#### What you need to do:
Write the data out again exactly, dropping any images it holds.

#### Items:
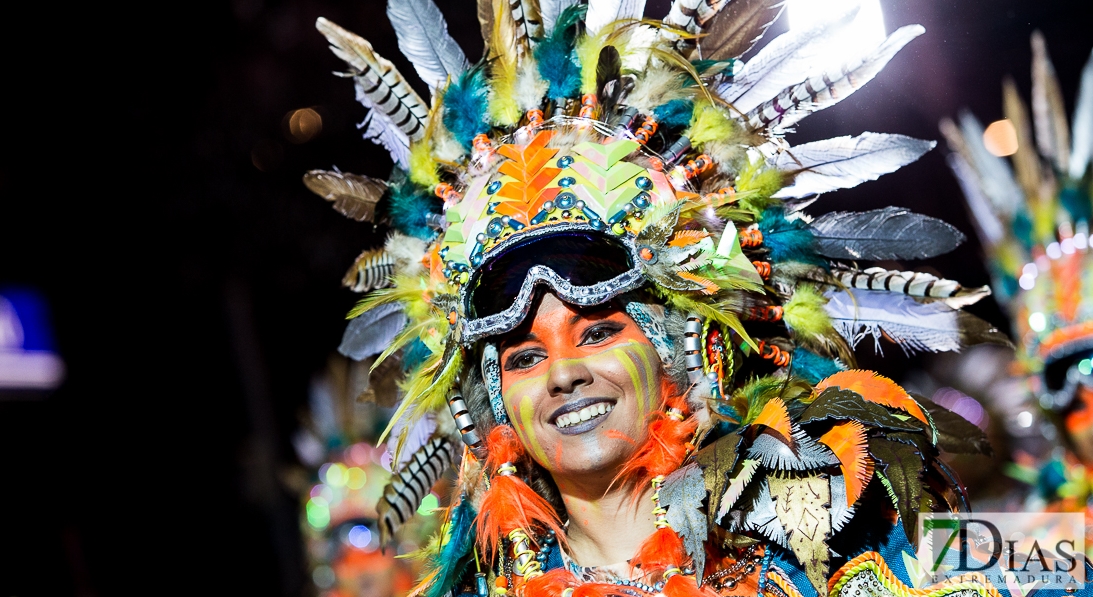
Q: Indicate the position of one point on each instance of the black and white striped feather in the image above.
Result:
(786, 60)
(885, 233)
(424, 39)
(602, 12)
(396, 114)
(913, 283)
(914, 325)
(845, 162)
(819, 92)
(412, 482)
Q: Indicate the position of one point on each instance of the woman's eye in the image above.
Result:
(599, 334)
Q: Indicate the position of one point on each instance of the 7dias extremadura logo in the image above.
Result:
(1022, 551)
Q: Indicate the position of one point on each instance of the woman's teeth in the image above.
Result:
(584, 414)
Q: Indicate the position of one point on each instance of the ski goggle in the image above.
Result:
(582, 266)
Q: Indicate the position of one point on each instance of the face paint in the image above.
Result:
(579, 387)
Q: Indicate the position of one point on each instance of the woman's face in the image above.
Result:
(578, 386)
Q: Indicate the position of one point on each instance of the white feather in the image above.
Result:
(788, 59)
(407, 252)
(424, 39)
(1082, 124)
(826, 90)
(846, 162)
(602, 12)
(550, 10)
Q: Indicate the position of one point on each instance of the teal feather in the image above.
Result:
(408, 208)
(812, 367)
(555, 56)
(674, 114)
(450, 560)
(787, 240)
(466, 105)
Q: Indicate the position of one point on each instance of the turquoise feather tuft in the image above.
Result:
(812, 367)
(466, 106)
(787, 240)
(449, 561)
(408, 208)
(555, 56)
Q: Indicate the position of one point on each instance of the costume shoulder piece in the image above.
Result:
(606, 155)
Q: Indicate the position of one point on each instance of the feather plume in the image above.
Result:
(352, 195)
(885, 233)
(846, 162)
(551, 10)
(1081, 152)
(914, 283)
(466, 104)
(369, 334)
(504, 56)
(603, 12)
(787, 59)
(914, 326)
(554, 55)
(396, 113)
(410, 484)
(424, 39)
(732, 31)
(1049, 112)
(829, 89)
(1025, 161)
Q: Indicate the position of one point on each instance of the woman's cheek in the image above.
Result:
(519, 406)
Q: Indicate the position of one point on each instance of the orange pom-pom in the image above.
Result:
(509, 503)
(685, 586)
(659, 551)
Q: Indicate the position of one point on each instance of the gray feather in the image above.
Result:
(372, 331)
(846, 162)
(886, 233)
(424, 39)
(915, 326)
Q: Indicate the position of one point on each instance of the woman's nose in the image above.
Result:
(566, 375)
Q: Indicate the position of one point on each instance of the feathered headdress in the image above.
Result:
(1032, 212)
(600, 153)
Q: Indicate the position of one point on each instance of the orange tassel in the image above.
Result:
(661, 550)
(685, 586)
(509, 503)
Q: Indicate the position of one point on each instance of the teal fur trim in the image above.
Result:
(450, 560)
(557, 62)
(812, 367)
(787, 240)
(466, 106)
(674, 114)
(408, 208)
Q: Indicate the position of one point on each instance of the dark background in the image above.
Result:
(194, 295)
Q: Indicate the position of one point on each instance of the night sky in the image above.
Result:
(194, 295)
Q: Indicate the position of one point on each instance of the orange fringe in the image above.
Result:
(685, 586)
(509, 503)
(659, 551)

#### Task result:
Q: Indicate the position of one point on each instance of the black and white striped feather in the image above.
Result:
(786, 60)
(885, 233)
(424, 39)
(602, 12)
(396, 114)
(913, 283)
(914, 325)
(845, 162)
(819, 92)
(412, 482)
Q: Indicate the position of one point on each instance of the woman's eye in the image above.
Result:
(599, 334)
Q: Indicate the position of one point on each instance of the 7dias extremadura logo in the image above.
Result:
(1022, 551)
Q: Indicate the position of one point on each instance of the woman's teeth in the image above.
Result:
(584, 414)
Q: Indicate the position of one point on each instance of the ski goggle in the image above.
Result:
(582, 266)
Q: Indicate the position of one point on each instance of the face paint in the image above.
Result:
(579, 387)
Q: Indicate the position of one point on each instance of the woman's face in the image above.
Result:
(578, 386)
Q: Indicate the position of one point on each instance of the white feather in the image above.
Result:
(788, 59)
(407, 252)
(424, 39)
(1082, 124)
(826, 90)
(846, 162)
(602, 12)
(550, 10)
Q: Indicate the position of one point on each instance of the teal feather in the image above.
Result:
(408, 208)
(812, 367)
(555, 56)
(674, 114)
(450, 560)
(787, 240)
(466, 105)
Q: Indicate the position of one point on each instance of the turquoise feather tuft in the image above.
Result:
(812, 367)
(466, 106)
(787, 240)
(449, 561)
(408, 208)
(555, 56)
Q: Indicate the position of one point on each instance of the costume shoulder piece in the image above.
Result:
(606, 155)
Q: Indicate the position of one point on each instance of the feather plume in the image above.
Result:
(352, 195)
(885, 233)
(846, 162)
(551, 10)
(1081, 152)
(914, 283)
(466, 104)
(369, 334)
(504, 56)
(603, 12)
(787, 59)
(914, 326)
(554, 55)
(396, 113)
(410, 484)
(424, 39)
(732, 31)
(1049, 112)
(829, 89)
(1025, 161)
Q: Indicate the position of one point on each instance of the woman's cheek in the image above.
Result:
(519, 406)
Q: Indicate the position of one point on each instance of the orange pom-pom in the image above.
Result:
(509, 503)
(685, 586)
(659, 551)
Q: Indicate the position of one point on each instance of the gray feather in the image above.
Result:
(372, 331)
(846, 162)
(886, 233)
(424, 39)
(915, 326)
Q: Indicate the position of one point on each instance of the woman's nose in the image above.
Result:
(566, 375)
Q: Indicate the position of one point on each instance of the feathered headdress in the image above.
Result:
(1032, 212)
(600, 153)
Q: Indicate the position of one point on each instance of the orange tassel in the image above.
Result:
(661, 550)
(685, 586)
(509, 503)
Q: Indicate the position of one point on each instance of the teal fur trim in the image above.
Result:
(450, 560)
(557, 62)
(812, 367)
(787, 240)
(466, 106)
(674, 114)
(408, 208)
Q: Indicate the position of one point on each instance of the dark background in the image above.
Result:
(194, 295)
Q: Indicate the position of one point on each instance of the night sky in the image above.
Result:
(194, 295)
Q: Indicate the position of one point on each instance of the orange fringe in the image above.
Result:
(685, 586)
(509, 503)
(659, 551)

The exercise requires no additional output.